*** Begin section ***

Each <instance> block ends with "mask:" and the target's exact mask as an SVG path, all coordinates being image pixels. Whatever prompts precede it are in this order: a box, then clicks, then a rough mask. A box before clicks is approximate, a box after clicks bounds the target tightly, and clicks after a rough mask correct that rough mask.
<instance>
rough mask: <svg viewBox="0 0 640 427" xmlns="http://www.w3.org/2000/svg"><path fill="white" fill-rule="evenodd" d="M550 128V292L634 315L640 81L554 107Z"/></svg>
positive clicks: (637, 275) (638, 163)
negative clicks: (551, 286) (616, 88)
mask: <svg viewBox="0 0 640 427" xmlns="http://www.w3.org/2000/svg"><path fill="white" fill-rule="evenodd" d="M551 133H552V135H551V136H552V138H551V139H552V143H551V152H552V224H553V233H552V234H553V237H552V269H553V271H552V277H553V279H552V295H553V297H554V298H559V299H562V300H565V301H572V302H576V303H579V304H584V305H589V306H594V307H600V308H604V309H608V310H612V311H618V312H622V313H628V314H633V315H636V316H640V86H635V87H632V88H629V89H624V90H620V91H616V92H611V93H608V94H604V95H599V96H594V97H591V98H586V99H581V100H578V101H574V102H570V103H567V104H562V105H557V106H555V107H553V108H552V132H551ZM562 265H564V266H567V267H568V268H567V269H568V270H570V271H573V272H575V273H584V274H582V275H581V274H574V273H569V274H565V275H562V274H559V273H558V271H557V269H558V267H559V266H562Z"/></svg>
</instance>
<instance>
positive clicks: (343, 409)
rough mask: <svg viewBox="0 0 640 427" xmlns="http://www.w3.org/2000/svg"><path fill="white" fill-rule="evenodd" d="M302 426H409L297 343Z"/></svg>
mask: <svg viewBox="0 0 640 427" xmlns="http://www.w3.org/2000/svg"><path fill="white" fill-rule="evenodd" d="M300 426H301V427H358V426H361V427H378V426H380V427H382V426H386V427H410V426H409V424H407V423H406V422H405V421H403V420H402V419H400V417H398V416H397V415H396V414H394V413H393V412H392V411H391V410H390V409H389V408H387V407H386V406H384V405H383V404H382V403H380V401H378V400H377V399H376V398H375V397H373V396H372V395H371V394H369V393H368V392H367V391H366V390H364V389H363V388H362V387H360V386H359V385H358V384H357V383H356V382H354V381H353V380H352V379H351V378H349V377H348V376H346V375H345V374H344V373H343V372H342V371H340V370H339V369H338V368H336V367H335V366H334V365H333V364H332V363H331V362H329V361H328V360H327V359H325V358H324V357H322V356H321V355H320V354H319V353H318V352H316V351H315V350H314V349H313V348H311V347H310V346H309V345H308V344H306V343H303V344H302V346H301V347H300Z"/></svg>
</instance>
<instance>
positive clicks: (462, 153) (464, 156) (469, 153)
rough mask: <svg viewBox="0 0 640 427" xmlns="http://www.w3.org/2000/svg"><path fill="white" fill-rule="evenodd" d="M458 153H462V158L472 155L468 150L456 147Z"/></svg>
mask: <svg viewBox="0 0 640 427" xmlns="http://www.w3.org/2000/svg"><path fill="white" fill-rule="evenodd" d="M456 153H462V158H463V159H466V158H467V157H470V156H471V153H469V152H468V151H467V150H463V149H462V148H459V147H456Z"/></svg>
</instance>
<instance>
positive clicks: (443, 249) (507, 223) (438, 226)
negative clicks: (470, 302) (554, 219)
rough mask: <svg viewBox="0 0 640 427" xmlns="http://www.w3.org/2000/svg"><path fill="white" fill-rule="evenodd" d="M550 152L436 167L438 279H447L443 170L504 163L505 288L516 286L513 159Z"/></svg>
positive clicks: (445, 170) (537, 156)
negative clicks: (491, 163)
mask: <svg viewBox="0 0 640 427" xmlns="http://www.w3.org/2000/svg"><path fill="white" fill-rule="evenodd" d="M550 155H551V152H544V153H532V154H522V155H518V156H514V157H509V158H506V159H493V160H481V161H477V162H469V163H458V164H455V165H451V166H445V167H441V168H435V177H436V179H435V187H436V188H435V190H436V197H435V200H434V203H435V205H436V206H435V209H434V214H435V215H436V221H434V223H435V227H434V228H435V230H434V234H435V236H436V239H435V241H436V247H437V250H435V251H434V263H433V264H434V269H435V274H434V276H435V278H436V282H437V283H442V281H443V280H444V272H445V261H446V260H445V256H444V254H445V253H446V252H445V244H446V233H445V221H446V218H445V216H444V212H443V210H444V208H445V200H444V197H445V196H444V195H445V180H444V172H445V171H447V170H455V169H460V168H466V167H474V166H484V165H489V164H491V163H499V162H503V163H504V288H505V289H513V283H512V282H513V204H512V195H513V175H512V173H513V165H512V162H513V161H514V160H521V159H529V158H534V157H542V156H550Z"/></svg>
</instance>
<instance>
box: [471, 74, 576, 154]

*** End section ***

Full repetition needed. Write out every entry above exactly as given.

## RESULT
Each <instance> block ends with "mask:" and the target's exact mask as an SVG path, all coordinates being image pixels. Whatever prompts precede it are in this order: a box, then clicks, then a rough mask. A box before clicks is approximate, a box after clicks bounds the target tightly, and clicks after a rough mask correct that rough mask.
<instance>
rough mask: <svg viewBox="0 0 640 427" xmlns="http://www.w3.org/2000/svg"><path fill="white" fill-rule="evenodd" d="M550 128V292L634 315L640 81L554 107Z"/></svg>
positive clicks: (637, 275) (638, 163)
negative clicks: (551, 286) (616, 88)
mask: <svg viewBox="0 0 640 427" xmlns="http://www.w3.org/2000/svg"><path fill="white" fill-rule="evenodd" d="M551 133H552V135H551V136H552V138H551V139H552V143H551V152H552V224H553V233H552V234H553V237H552V269H553V271H552V277H553V279H552V295H553V297H554V298H559V299H562V300H565V301H572V302H576V303H579V304H584V305H589V306H594V307H600V308H604V309H608V310H612V311H618V312H622V313H628V314H633V315H636V316H640V86H635V87H632V88H629V89H624V90H620V91H616V92H611V93H608V94H604V95H599V96H594V97H591V98H586V99H581V100H578V101H574V102H570V103H567V104H562V105H557V106H555V107H553V108H552V132H551ZM562 265H564V266H567V267H568V268H567V269H568V270H570V271H573V272H575V273H584V274H582V275H581V274H574V273H569V274H565V275H562V274H559V273H558V271H557V269H558V267H559V266H562Z"/></svg>
</instance>
<instance>
positive clicks: (343, 409)
rough mask: <svg viewBox="0 0 640 427" xmlns="http://www.w3.org/2000/svg"><path fill="white" fill-rule="evenodd" d="M302 426H409L297 343Z"/></svg>
mask: <svg viewBox="0 0 640 427" xmlns="http://www.w3.org/2000/svg"><path fill="white" fill-rule="evenodd" d="M300 426H301V427H358V426H361V427H378V426H380V427H382V426H386V427H410V426H409V424H407V423H406V422H405V421H403V420H402V419H400V417H398V416H397V415H396V414H394V413H393V412H392V411H391V410H390V409H389V408H387V407H386V406H384V405H383V404H382V403H380V401H378V400H377V399H376V398H375V397H373V396H372V395H371V394H369V393H368V392H367V391H366V390H364V389H363V388H362V387H360V386H359V385H358V384H357V383H356V382H354V381H353V380H352V379H351V378H349V377H348V376H346V375H345V374H344V373H343V372H342V371H340V370H339V369H338V368H336V367H335V366H334V365H333V364H332V363H331V362H329V361H328V360H327V359H325V358H324V357H322V356H321V355H320V354H319V353H318V352H316V351H315V350H314V349H313V348H311V347H310V346H309V345H308V344H306V343H303V344H302V346H301V347H300Z"/></svg>
</instance>
<instance>
positive clicks: (462, 153) (464, 156) (469, 153)
rough mask: <svg viewBox="0 0 640 427" xmlns="http://www.w3.org/2000/svg"><path fill="white" fill-rule="evenodd" d="M458 153H462V158L472 155L468 150L456 147Z"/></svg>
mask: <svg viewBox="0 0 640 427" xmlns="http://www.w3.org/2000/svg"><path fill="white" fill-rule="evenodd" d="M456 153H462V158H463V159H466V158H467V157H470V156H471V153H469V152H468V151H467V150H463V149H462V148H459V147H456Z"/></svg>
</instance>
<instance>
positive clicks: (443, 249) (507, 223) (438, 226)
negative clicks: (470, 302) (554, 219)
rough mask: <svg viewBox="0 0 640 427" xmlns="http://www.w3.org/2000/svg"><path fill="white" fill-rule="evenodd" d="M550 152L436 167L438 279H447L443 170L504 163L505 288L516 286L513 159Z"/></svg>
positive clicks: (445, 170) (537, 156)
negative clicks: (491, 163)
mask: <svg viewBox="0 0 640 427" xmlns="http://www.w3.org/2000/svg"><path fill="white" fill-rule="evenodd" d="M550 155H551V152H544V153H532V154H522V155H518V156H514V157H509V158H506V159H493V160H481V161H477V162H469V163H458V164H455V165H451V166H445V167H441V168H435V177H436V179H435V187H436V188H435V190H436V197H435V200H434V203H435V205H436V206H435V209H434V214H435V215H436V221H434V223H435V227H434V228H435V230H434V234H435V236H436V239H435V241H436V247H437V250H435V251H434V263H433V264H434V269H435V274H434V276H435V278H436V282H437V283H442V281H443V280H444V272H445V261H446V260H445V256H444V254H445V253H446V252H445V244H446V233H445V221H446V218H445V216H444V212H443V210H444V208H445V200H444V197H445V196H444V195H445V180H444V172H445V171H447V170H455V169H460V168H466V167H474V166H484V165H489V164H491V163H499V162H503V163H504V288H505V289H513V283H512V282H513V204H512V195H513V175H512V173H513V165H512V162H513V161H514V160H521V159H529V158H534V157H542V156H550Z"/></svg>
</instance>
<instance>
box: [471, 74, 576, 154]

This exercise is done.